(Saved entries)
______________________________
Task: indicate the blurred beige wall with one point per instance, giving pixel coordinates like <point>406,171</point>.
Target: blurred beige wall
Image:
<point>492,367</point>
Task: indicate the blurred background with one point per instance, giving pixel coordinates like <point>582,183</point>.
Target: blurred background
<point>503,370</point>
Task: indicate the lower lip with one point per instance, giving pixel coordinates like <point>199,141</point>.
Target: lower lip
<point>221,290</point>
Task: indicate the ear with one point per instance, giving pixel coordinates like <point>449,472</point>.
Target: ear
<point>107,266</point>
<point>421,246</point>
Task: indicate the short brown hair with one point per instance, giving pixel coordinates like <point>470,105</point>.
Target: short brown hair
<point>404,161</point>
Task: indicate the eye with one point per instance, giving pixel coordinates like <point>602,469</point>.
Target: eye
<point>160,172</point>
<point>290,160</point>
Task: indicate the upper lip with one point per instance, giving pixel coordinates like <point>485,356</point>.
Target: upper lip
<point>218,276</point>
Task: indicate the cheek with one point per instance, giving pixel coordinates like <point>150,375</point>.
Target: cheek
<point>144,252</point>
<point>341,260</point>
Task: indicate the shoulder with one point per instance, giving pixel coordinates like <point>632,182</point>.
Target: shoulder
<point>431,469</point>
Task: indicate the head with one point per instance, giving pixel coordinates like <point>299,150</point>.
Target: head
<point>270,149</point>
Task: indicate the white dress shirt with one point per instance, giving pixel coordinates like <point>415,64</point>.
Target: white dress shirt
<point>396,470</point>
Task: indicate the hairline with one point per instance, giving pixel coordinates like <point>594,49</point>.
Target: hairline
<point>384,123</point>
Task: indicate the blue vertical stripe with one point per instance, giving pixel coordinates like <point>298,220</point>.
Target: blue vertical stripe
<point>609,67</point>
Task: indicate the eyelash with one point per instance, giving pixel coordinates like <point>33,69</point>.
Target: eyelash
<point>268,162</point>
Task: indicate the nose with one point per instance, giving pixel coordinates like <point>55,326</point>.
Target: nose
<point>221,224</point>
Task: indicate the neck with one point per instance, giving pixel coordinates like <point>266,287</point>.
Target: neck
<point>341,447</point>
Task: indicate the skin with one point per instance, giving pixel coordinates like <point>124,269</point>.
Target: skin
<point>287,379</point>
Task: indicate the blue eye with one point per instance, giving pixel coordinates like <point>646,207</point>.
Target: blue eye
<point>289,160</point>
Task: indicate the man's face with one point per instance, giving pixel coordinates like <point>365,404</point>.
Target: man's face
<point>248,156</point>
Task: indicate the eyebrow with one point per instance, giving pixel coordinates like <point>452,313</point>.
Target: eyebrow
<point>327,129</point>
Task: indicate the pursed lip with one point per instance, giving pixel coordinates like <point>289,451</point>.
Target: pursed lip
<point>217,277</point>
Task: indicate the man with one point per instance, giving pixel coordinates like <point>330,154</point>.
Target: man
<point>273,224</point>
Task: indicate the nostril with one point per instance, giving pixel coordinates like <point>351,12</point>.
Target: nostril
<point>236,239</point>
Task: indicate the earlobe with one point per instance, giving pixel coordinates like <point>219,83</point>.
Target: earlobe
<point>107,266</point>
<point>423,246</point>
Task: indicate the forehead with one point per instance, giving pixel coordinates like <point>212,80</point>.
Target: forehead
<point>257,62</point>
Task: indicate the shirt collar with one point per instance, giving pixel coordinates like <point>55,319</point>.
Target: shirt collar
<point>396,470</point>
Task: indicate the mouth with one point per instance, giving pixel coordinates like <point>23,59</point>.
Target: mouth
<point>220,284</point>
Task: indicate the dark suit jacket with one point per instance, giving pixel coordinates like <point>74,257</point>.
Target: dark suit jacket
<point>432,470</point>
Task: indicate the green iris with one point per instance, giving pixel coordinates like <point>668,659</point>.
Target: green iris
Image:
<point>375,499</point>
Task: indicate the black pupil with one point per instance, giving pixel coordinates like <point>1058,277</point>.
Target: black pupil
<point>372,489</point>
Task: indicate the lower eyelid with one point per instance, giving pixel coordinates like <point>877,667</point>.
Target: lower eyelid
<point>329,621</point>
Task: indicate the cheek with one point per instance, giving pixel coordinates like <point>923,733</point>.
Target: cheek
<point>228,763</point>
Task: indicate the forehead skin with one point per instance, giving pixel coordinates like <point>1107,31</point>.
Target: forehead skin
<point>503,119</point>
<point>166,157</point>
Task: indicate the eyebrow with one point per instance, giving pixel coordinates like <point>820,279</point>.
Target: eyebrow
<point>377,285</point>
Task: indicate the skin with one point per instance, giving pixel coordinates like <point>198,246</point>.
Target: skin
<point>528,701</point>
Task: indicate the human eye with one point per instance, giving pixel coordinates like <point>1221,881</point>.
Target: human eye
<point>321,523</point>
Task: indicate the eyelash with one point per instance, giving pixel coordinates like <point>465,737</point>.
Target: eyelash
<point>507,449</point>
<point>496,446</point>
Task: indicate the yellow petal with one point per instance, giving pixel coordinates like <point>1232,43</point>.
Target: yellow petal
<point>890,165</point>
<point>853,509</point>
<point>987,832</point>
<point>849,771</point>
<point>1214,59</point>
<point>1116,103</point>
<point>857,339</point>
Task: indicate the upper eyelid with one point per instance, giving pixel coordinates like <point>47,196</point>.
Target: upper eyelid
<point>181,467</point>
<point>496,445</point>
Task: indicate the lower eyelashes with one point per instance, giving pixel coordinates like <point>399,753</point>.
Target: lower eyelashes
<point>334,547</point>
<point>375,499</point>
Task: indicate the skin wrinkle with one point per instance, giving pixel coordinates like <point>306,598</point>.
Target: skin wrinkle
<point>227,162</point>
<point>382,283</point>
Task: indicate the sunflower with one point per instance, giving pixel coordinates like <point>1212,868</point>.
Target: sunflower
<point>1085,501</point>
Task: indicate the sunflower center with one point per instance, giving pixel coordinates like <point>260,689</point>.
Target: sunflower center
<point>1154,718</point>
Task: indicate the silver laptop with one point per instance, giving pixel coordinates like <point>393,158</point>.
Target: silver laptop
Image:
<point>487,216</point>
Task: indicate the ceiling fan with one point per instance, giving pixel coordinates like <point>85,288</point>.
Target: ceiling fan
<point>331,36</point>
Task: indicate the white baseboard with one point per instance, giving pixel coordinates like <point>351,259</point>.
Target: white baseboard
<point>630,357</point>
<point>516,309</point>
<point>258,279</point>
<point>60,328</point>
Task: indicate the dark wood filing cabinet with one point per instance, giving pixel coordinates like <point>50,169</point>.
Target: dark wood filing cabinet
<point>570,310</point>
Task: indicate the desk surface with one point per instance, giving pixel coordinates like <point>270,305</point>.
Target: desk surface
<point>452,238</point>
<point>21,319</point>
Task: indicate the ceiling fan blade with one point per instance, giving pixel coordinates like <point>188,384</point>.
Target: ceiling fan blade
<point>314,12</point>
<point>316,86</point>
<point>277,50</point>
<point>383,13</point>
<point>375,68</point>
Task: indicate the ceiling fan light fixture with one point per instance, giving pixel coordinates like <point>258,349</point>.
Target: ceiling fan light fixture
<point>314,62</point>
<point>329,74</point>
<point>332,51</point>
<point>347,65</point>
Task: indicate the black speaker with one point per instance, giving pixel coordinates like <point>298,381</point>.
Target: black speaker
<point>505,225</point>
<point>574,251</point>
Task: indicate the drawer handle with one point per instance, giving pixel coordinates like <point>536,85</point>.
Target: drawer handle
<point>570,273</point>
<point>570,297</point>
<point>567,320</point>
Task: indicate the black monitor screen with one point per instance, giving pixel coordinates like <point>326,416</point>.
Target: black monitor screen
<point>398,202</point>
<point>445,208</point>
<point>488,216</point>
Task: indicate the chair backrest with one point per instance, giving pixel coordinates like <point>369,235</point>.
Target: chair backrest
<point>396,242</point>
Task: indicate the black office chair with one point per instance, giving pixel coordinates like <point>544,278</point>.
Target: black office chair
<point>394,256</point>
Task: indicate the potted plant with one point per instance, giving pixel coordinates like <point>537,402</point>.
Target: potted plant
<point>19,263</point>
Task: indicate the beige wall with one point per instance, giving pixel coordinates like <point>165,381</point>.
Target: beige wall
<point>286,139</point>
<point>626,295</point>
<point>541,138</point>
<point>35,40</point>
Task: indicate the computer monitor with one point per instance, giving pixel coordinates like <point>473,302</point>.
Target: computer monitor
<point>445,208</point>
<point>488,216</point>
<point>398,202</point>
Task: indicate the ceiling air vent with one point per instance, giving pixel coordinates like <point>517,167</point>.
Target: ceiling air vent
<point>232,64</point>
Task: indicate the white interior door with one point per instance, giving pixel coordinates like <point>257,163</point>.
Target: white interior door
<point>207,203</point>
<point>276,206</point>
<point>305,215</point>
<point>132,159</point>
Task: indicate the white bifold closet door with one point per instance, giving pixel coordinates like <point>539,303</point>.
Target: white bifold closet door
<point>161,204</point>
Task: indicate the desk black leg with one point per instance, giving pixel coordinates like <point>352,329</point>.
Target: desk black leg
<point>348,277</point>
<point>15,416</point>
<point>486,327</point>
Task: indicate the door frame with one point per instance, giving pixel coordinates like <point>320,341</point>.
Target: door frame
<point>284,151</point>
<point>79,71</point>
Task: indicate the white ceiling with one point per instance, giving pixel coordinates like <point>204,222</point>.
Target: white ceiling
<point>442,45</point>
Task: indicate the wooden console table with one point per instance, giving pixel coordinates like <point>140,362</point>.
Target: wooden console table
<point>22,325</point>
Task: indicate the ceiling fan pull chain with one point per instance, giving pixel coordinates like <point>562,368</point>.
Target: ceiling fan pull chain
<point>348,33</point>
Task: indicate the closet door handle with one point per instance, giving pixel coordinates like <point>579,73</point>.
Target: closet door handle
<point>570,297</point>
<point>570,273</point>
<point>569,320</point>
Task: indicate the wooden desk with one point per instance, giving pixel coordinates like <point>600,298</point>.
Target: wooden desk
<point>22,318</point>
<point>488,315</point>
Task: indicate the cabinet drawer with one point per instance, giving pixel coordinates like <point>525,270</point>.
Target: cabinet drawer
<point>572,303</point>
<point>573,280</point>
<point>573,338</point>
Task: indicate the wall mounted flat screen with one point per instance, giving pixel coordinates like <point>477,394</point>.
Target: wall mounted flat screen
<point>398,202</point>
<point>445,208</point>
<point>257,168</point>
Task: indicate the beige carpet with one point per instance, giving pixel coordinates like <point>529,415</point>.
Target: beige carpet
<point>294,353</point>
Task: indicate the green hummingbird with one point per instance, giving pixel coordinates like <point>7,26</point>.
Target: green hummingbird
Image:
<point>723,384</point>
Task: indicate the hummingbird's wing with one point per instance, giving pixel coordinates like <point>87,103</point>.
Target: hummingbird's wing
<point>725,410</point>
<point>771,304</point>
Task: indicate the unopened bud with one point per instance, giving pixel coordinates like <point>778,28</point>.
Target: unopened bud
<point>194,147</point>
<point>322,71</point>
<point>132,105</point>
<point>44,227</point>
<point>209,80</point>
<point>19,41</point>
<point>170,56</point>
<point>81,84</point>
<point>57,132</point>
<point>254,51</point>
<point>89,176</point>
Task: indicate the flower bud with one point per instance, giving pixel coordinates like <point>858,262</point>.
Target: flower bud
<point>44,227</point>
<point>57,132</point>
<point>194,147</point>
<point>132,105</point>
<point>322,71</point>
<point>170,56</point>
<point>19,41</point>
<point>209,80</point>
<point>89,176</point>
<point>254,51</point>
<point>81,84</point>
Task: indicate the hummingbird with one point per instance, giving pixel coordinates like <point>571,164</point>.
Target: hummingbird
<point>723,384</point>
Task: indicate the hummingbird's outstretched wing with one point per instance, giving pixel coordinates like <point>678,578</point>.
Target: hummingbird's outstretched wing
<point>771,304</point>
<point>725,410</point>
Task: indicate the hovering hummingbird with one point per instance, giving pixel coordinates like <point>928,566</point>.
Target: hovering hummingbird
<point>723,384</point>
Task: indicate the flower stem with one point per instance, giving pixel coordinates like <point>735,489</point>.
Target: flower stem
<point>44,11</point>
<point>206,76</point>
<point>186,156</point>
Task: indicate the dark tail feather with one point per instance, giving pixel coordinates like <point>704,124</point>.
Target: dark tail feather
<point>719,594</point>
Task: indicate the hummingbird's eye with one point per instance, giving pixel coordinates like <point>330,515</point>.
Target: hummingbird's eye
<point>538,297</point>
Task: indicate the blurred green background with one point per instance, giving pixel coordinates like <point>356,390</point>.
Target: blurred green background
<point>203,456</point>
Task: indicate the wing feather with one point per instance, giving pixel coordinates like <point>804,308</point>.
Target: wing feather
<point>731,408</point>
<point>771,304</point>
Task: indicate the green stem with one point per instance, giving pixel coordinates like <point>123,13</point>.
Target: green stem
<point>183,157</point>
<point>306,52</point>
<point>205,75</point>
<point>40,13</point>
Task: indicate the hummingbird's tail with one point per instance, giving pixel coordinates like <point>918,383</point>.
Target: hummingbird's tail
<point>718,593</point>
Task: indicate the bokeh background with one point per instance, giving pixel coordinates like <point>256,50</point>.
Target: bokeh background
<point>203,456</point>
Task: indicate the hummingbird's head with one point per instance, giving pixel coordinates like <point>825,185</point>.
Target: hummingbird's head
______________________________
[WHAT YOU WILL DO] In the records above, find every line that contains the word "silver" and copy it.

[YOUR RESPONSE]
Task: indicate the silver laptop with one point per instance, giving pixel coordinates like <point>393,158</point>.
Target: silver laptop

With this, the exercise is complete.